> _What the task asks_
Rewrite the entries below, changing every "rough mask" to "coarse mask" and leaving everything else as it is. Omit the pictures from your answer.

> _Data excerpts_
━━━━━━━━
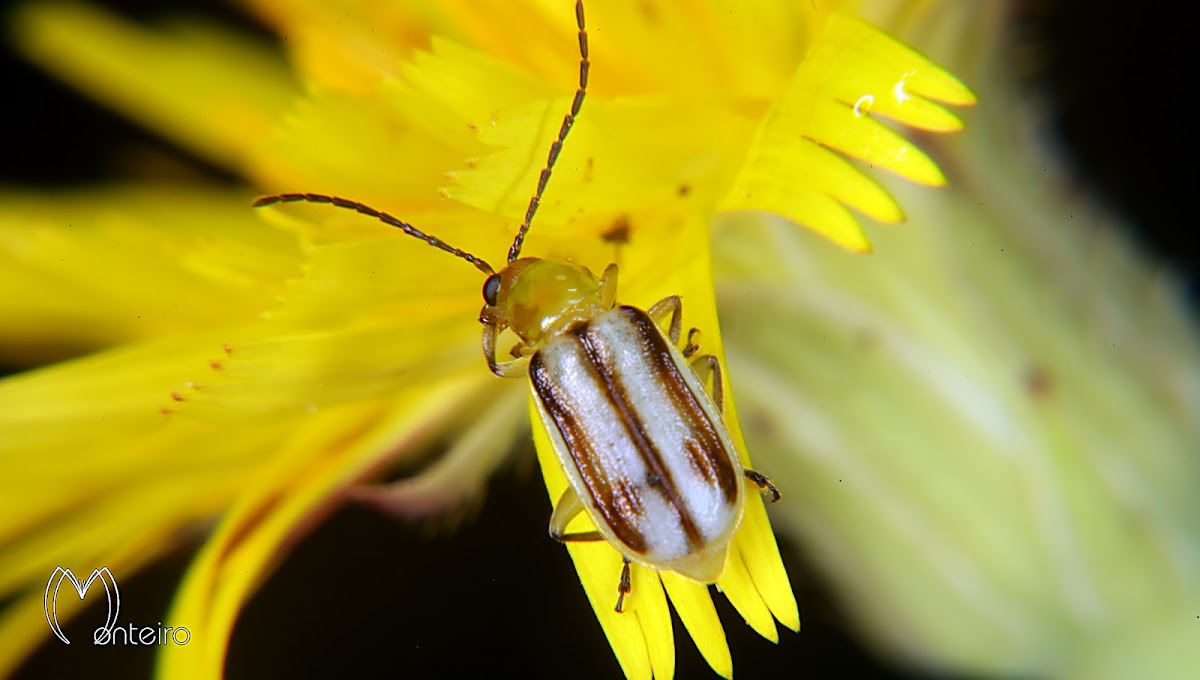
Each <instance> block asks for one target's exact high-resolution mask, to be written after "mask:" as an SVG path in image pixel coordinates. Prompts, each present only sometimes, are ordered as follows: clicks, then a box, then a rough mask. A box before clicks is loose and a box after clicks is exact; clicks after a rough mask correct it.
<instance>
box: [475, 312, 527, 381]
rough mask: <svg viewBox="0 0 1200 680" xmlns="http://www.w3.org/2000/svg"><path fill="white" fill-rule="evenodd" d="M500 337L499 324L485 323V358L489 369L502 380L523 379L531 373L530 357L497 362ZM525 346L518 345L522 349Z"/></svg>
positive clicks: (525, 357)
━━━━━━━━
> _Result of the task_
Each <instance> block asks for one target's exact high-resolution mask, to be written after "mask:" as an SVG path in image pixel coordinates. Prompts, each present only sometimes, are ordered as follows: clicks, then a box, then a coarse mask. A box before clicks is loose and a box after clicks is exact; clicks after a coarse mask correct it.
<instance>
box: [475, 312, 527, 381]
coarse mask: <svg viewBox="0 0 1200 680" xmlns="http://www.w3.org/2000/svg"><path fill="white" fill-rule="evenodd" d="M500 337L499 324L485 323V358L489 369L502 380L523 379L531 373L530 357L497 362ZM525 346L518 345L522 349Z"/></svg>
positive clicks: (525, 357)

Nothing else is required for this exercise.